> [DATASET RECORDS]
....................
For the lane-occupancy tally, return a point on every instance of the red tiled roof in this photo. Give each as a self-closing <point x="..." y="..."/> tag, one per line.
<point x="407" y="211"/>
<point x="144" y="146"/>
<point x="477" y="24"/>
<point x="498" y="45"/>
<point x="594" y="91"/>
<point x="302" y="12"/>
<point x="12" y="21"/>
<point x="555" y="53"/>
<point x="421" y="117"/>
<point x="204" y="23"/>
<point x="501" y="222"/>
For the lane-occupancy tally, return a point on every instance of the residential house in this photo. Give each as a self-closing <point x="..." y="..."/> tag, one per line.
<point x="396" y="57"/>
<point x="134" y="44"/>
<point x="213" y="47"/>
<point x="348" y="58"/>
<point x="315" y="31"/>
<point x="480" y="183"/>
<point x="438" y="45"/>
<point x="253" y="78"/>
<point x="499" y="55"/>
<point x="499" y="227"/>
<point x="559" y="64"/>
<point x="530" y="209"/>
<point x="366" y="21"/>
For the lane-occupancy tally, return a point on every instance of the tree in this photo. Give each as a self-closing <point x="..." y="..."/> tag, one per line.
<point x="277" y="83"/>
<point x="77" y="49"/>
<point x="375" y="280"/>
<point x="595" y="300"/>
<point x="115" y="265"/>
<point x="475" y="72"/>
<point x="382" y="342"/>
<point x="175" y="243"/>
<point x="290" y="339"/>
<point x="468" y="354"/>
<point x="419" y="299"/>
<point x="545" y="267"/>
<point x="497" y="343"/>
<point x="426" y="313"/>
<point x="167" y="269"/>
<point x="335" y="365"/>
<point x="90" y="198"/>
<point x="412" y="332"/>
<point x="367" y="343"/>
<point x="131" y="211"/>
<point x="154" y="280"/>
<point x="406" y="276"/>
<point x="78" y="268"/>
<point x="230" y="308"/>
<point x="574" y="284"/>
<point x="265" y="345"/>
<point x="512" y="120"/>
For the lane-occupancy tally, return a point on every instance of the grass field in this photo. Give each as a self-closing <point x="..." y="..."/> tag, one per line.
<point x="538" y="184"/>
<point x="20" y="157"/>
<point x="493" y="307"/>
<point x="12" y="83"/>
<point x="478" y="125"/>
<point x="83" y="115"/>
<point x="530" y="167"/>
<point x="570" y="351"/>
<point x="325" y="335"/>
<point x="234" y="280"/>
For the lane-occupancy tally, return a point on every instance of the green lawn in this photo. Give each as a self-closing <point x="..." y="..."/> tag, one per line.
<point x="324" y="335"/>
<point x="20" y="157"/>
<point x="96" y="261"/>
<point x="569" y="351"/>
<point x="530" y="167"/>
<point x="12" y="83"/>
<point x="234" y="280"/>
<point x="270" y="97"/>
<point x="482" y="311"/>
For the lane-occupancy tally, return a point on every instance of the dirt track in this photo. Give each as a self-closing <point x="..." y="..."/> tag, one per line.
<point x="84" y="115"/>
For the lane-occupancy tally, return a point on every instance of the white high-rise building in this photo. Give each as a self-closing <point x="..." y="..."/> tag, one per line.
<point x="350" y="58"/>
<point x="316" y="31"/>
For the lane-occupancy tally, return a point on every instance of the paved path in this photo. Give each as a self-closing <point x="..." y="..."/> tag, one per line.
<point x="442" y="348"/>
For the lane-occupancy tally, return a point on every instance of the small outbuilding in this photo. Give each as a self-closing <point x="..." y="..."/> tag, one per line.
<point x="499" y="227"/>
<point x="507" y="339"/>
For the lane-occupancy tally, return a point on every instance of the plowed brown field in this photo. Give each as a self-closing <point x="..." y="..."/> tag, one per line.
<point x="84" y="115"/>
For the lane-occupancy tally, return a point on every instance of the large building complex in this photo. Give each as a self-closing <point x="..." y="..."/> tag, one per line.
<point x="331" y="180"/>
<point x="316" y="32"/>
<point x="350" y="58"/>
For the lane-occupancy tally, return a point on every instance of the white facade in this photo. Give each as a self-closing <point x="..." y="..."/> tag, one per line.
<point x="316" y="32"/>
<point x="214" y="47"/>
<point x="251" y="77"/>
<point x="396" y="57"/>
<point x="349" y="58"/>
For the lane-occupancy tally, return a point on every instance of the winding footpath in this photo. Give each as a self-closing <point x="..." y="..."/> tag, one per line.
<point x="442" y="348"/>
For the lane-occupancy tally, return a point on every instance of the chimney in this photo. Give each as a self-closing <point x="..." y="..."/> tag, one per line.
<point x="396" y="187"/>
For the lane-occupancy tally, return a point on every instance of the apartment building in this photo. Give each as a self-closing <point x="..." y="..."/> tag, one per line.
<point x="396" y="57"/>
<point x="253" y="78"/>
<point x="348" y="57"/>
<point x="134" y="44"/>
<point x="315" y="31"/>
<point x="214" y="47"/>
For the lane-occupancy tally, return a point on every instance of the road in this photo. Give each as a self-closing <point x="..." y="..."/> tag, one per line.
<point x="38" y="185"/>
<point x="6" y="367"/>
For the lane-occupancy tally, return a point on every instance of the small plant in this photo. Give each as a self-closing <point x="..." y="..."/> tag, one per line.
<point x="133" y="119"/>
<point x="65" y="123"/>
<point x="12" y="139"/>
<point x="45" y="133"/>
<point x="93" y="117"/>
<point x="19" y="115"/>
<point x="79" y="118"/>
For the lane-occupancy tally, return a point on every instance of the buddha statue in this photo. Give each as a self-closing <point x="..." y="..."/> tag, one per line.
....................
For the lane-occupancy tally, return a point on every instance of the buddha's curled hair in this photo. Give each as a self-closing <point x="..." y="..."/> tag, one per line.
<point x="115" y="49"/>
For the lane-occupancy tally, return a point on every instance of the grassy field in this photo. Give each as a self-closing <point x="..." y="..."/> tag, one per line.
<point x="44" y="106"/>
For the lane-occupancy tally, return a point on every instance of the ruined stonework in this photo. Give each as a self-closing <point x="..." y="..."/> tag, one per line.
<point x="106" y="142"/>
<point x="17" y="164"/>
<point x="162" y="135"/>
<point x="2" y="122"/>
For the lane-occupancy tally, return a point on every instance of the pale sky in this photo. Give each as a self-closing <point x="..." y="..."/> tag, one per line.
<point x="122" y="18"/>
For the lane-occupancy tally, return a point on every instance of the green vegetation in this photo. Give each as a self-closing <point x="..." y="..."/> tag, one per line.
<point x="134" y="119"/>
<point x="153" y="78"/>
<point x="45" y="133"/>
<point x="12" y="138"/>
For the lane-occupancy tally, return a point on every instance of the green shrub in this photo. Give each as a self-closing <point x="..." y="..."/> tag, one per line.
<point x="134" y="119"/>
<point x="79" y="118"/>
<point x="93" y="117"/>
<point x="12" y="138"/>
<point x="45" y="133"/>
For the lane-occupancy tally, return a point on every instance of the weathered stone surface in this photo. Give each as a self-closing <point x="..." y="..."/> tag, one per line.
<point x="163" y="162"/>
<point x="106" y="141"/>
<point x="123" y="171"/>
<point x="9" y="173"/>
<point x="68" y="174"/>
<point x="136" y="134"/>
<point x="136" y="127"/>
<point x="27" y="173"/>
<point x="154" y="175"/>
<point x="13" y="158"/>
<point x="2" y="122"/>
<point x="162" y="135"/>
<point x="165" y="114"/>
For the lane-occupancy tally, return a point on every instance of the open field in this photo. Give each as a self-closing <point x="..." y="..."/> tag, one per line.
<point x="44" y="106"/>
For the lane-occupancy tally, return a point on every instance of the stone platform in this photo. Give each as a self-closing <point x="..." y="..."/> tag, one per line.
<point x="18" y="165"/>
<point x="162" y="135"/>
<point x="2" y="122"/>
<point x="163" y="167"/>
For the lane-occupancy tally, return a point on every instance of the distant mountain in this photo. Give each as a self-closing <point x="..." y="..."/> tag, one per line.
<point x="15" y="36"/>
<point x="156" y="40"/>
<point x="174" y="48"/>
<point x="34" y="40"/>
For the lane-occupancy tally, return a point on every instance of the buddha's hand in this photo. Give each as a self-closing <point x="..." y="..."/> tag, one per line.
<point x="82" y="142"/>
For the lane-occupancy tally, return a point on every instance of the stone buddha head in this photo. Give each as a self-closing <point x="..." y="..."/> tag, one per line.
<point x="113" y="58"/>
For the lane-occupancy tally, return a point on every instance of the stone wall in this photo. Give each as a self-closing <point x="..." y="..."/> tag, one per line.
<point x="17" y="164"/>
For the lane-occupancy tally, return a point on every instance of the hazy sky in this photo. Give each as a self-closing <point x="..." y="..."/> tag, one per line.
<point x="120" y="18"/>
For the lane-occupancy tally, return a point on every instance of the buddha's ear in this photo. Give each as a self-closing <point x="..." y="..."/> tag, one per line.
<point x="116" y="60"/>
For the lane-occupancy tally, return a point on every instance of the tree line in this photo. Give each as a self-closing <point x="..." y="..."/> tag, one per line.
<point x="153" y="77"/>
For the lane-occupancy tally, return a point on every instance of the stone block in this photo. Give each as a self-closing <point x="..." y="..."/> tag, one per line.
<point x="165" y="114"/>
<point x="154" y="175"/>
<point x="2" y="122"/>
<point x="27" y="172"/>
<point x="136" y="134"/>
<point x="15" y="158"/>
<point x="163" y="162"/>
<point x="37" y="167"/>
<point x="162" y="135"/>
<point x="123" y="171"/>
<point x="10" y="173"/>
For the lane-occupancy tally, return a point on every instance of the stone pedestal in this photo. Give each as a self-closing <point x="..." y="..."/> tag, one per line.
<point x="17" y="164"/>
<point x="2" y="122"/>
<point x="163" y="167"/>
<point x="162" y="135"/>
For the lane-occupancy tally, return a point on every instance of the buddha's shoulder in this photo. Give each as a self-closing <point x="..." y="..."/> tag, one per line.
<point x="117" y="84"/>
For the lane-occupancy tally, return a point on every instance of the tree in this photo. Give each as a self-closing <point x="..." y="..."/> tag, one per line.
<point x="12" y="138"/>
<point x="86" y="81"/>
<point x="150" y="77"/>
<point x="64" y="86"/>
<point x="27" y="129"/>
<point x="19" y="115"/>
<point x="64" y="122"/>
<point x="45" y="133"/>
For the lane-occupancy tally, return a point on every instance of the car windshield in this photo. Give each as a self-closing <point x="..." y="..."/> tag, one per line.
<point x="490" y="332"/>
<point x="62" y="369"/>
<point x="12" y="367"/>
....................
> [ABOUT THIS TASK] Starting with the line that holds "the small plant" and ending with the line that holds "the buddha statue", retype every line in the data above exactly, and nothing else.

> [ANSWER AREA]
For the lane-occupancy tally, return a point on every instance of the small plant in this photo. Give each as a self-closing <point x="..." y="..."/> tag, one per line.
<point x="133" y="119"/>
<point x="65" y="123"/>
<point x="12" y="139"/>
<point x="45" y="133"/>
<point x="93" y="117"/>
<point x="19" y="115"/>
<point x="79" y="118"/>
For the lane-occupancy tally, return a point on every instance of the buddha statue in this photo. Give each as a self-closing <point x="..." y="..."/> tag, one per line.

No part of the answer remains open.